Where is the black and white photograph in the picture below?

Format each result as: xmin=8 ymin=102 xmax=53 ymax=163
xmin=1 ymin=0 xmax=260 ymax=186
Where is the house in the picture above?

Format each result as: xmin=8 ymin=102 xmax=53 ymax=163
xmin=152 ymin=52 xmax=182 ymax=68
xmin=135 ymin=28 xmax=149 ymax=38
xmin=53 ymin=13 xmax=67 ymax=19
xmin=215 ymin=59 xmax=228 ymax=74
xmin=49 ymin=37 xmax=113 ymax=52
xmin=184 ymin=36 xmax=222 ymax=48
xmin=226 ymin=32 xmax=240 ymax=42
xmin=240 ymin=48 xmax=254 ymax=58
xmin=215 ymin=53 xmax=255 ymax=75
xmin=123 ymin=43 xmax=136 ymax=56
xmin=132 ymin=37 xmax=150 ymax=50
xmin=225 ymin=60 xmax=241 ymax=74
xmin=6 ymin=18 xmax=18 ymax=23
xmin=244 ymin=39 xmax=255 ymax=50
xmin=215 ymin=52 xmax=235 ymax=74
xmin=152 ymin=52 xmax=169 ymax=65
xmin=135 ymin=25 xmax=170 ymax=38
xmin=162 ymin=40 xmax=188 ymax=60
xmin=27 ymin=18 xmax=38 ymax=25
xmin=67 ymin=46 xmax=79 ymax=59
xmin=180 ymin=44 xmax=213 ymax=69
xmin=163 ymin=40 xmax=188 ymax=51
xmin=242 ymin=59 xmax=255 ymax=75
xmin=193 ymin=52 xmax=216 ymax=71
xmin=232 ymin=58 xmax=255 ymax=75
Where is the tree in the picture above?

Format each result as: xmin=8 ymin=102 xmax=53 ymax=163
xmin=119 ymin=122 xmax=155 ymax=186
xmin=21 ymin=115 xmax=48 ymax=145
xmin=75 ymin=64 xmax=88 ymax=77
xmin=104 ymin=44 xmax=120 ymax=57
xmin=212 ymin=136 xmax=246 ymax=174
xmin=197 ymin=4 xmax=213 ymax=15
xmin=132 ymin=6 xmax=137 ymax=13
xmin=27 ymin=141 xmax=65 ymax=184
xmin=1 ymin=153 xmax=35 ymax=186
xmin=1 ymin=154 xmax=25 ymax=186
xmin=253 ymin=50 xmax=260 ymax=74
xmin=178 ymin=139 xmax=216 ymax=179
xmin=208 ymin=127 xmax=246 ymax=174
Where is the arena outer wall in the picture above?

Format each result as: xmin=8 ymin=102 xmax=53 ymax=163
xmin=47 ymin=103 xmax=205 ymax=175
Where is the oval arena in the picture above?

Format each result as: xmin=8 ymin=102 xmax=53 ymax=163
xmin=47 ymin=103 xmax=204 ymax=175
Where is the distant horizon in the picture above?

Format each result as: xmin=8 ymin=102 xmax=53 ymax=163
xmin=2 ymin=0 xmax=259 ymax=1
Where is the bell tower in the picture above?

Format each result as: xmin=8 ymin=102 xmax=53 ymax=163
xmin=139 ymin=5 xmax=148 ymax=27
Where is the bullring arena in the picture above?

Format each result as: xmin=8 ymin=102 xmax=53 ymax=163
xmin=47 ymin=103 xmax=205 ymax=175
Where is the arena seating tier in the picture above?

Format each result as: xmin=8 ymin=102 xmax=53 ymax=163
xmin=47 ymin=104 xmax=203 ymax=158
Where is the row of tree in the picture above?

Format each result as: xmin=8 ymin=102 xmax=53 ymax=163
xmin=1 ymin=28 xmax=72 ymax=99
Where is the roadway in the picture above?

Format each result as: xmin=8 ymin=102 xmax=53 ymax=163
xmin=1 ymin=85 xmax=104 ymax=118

*Goal of the exercise*:
Go over the data and return every line that includes the word "arena".

*Written answer*:
Where is the arena outer wall in the picture above?
Where is the oval arena in the picture above?
Where is the bullring arena in the picture above?
Where is the arena seating tier in the picture above?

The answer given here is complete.